Un soutien massif mais peu lisible
En France, seulement 124 100 entreprises exportaient leurs biens en 2016, selon la Direction générale du Trésor. Les PME constituent le gros de la troupe (95 % des exportateurs) mais elles ne pèsent pas lourd dans la balance commerciale, avec seulement 14 % des montants exportés. En comparaison, l'Allemagne compte 310 000 PME exportatrices et l'Italie 210 000, selon Business France.
Pourtant, les acteurs et dispositifs d'accompagnement et d'aide ne manquent pas en France. De Business France à CCI International, en passant par les conseillers du commerce extérieur, les CCI, les régions ou encore les Direccte, les portes où frapper sont nombreuses ! Sans compter tous les prestataires privés tels que les SAI (sociétés d'accompagnement à l'international), les SGE (sociétés de gestion export) et les SCI (sociétés de commerce international). "Le réseau international français est dense, admet Dominique Amirault (FEEF). Mais, il n'y a pas vraiment de coordination entre les différents acteurs."
Face à la multiplicité des aides et des acteurs, les dirigeants de PME sont parfois perdus. Le système français de soutien à l'export manque aussi parfois de visibilité et de lisibilité : si le VIE (volontariat international en entreprises) est bien identifié par les entreprises, d'autres types d'aides, à l'image du prêt de développement export, ont une notoriété encore trop relative, selon le rapport des entreprises à l'export de Business France. "La difficulté consiste à identifier les dispositifs qui nous correspondent. Il nous manque une vision globale", témoigne Vulfran de Richoufftz (Panafrica).
La simplification est en marche
Pourtant, des initiatives sont menées dans le but de simplifier et d'améliorer la perception de ces dispositifs. Par exemple, le gouvernement a mis en place un point d'entrée unique en ligne, France International, permettant aux entreprises d'accéder aux informations et offres de services utiles pour soutenir leurs démarches d'internationalisation.

Les consignes —
1. Pouvez-vous mettre sous forme de tableau Markdown toutes les entrées des données recueillies, depuis la première jusqu'à celle contenant « x=135, y=51 » incluse, avec une colonne « N° » pour le numéro et une colonne « Ligne » pour le texte, sans les lignes vides ? Laissez les images hors de la réponse.
2. Pouvez-vous écrire la suite de l'extrait consacré au soutien à l'export des PME, après sa dernière phrase ?

[Données recueillies]

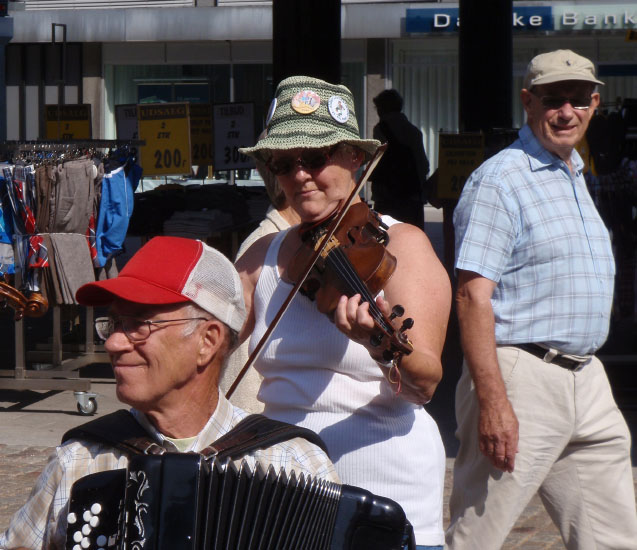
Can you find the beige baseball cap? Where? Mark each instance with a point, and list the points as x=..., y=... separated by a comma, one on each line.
x=557, y=66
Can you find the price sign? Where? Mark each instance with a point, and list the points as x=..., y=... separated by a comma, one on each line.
x=68, y=121
x=201, y=133
x=234, y=128
x=126, y=122
x=458, y=156
x=165, y=128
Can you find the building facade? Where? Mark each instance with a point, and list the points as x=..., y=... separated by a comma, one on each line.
x=135, y=51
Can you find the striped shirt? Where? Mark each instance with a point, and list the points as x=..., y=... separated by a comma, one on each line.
x=41, y=522
x=527, y=223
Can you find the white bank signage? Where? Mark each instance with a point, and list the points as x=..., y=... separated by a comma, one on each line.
x=606, y=16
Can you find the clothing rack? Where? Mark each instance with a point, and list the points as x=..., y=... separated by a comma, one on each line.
x=61, y=376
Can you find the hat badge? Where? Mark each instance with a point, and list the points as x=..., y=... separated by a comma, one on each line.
x=338, y=108
x=306, y=102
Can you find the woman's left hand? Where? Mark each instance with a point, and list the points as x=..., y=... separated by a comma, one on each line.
x=352, y=318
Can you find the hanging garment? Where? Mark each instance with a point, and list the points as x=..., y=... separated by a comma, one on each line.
x=116, y=208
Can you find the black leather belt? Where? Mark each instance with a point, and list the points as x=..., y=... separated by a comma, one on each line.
x=541, y=352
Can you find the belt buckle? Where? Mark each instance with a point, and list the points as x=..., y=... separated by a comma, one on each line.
x=549, y=356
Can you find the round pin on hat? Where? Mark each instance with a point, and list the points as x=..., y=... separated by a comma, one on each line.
x=338, y=108
x=306, y=102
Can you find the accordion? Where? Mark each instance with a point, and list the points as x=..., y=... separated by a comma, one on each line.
x=185, y=502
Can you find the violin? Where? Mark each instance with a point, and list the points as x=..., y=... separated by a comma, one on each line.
x=33, y=306
x=355, y=260
x=394, y=343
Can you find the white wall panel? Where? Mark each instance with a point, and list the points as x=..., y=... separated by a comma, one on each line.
x=428, y=82
x=103, y=4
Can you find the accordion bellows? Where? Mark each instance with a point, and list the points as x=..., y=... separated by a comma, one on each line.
x=185, y=502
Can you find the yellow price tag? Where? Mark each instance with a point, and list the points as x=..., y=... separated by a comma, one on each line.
x=458, y=156
x=68, y=121
x=165, y=128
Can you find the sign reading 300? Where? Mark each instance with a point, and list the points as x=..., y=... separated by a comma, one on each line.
x=166, y=129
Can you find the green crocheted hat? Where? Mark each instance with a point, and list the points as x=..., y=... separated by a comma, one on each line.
x=310, y=113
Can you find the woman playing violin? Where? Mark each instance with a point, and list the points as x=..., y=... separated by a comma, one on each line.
x=323, y=371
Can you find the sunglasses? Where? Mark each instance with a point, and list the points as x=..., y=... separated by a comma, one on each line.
x=550, y=102
x=311, y=159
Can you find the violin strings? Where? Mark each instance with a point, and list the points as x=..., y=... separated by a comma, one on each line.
x=343, y=266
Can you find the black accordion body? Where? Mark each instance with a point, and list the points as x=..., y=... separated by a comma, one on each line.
x=185, y=502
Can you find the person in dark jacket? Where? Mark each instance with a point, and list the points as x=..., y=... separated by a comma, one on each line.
x=399, y=180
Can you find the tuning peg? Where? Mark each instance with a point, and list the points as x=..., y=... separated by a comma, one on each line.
x=397, y=311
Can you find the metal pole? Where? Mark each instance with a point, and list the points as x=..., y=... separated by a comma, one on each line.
x=62, y=83
x=232, y=171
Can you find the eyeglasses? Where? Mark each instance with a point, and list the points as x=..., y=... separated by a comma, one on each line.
x=550, y=102
x=312, y=159
x=136, y=330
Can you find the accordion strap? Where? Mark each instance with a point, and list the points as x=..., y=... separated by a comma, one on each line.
x=258, y=432
x=121, y=430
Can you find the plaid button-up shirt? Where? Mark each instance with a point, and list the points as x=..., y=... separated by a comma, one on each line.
x=529, y=224
x=41, y=523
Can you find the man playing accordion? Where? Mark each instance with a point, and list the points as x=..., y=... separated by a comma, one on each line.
x=173, y=318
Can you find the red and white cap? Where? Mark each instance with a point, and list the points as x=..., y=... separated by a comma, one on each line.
x=172, y=270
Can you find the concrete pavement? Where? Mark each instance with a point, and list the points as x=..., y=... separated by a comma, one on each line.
x=32, y=423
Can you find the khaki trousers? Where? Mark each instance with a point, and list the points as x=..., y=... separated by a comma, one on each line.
x=574, y=450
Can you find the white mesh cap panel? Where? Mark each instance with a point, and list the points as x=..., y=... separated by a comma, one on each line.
x=214, y=285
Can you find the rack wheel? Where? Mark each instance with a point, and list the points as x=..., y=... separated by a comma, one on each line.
x=89, y=409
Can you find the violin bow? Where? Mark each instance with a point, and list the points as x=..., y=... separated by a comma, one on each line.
x=317, y=252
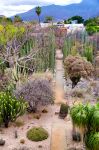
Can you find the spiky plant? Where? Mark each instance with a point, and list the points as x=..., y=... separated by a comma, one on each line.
x=94, y=121
x=92, y=141
x=36, y=92
x=10, y=108
x=38, y=12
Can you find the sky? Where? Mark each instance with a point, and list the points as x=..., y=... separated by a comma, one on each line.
x=12, y=7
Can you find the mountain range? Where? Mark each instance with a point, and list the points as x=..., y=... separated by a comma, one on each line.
x=86, y=9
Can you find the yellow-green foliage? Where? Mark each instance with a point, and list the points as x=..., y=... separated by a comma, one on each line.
x=37, y=134
x=10, y=108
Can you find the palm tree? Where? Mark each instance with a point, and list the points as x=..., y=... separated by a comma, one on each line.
x=38, y=12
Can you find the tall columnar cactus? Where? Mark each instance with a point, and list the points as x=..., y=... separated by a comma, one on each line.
x=10, y=108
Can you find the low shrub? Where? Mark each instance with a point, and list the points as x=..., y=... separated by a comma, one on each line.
x=92, y=141
x=78, y=93
x=76, y=136
x=36, y=92
x=37, y=116
x=2, y=142
x=22, y=141
x=10, y=108
x=19, y=123
x=44, y=111
x=63, y=110
x=37, y=134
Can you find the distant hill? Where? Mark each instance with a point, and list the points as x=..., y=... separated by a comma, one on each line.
x=86, y=9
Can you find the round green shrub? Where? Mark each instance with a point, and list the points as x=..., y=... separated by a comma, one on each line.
x=92, y=141
x=37, y=134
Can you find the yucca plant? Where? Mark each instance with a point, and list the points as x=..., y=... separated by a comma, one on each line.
x=10, y=108
x=92, y=141
x=94, y=121
x=86, y=117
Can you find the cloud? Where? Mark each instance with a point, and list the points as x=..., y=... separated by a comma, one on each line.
x=12, y=7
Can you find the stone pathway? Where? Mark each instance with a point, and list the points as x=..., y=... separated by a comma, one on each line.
x=58, y=140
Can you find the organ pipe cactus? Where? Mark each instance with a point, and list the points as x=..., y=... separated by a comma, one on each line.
x=10, y=108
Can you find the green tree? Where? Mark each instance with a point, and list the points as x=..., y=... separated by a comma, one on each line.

Réponses par consigne —
1.
| N° | Ligne |
|---|---|
| 1 | Can you find the beige baseball cap? Where? Mark each instance with a point, and list the points as x=..., y=... separated by a comma, one on each line. |
| 2 | x=557, y=66 |
| 3 | Can you find the price sign? Where? Mark each instance with a point, and list the points as x=..., y=... separated by a comma, one on each line. |
| 4 | x=68, y=121 |
| 5 | x=201, y=133 |
| 6 | x=234, y=128 |
| 7 | x=126, y=122 |
| 8 | x=458, y=156 |
| 9 | x=165, y=128 |
| 10 | Can you find the building facade? Where? Mark each instance with a point, and list the points as x=..., y=... separated by a comma, one on each line. |
| 11 | x=135, y=51 |

2.
Autre exemple, Business France, les CCI de France et les CCI françaises à l'international ont noué un partenariat visant à mettre en place un parcours simplifié de l'internationalisation des entreprises et à soutenir, d'ici 2018, la structuration et le positionnement à l'étranger de 3 000 PME à potentiel. "Cette initiative va dans le bon sens, mais il faut aller encore plus loin", préconise Vincent Aussilloux, chef du département économie & finance de France Stratégie. Des guichets uniques de l'export en région sont d'ailleurs à l'étude.
Enfin, peut également se poser la question de l'adéquation de l'offre aux besoins des entreprises. "Les PME ne sont pas des chasseuses de primes, assènent de concert Béatrice Brisson (CPME) et Dominique Amirault (FEEF). Elles ne se décident pas d'aller à l'export parce qu'elles peuvent bénéficier d'une aide, mais parce qu'une opportunité se présente ou que cela s'inscrit dans leur stratégie de croissance. Il faut leur donner les moyens de se développer à l'international, de consolider leur démarche via des dispositifs sur la durée." L'experte de la CPME pointe notamment du doigt le crédit d'impôt export : "Non renouvelable, assiette trop restreinte... Ce dispositif dédié aux PME ne leur est pourtant pas adapté !", conclut-elle.
86 % des PME tricolores exportent en Europe et principalement vers l'Allemagne, la Belgique et l'Espagne, selon l'étude sur les PME et l'export de FedEx. Le grand export concerne près de trois PME sur cinq. L'Amérique du Nord arrive en tête puis suivent l'Afrique et l'Asie. Les PME françaises se situent sur le podium des entreprises les plus actives en Europe en matière de commerce intra-européen, juste derrière... leurs rivales allemandes, mais loin devant les PME espagnoles et britanniques.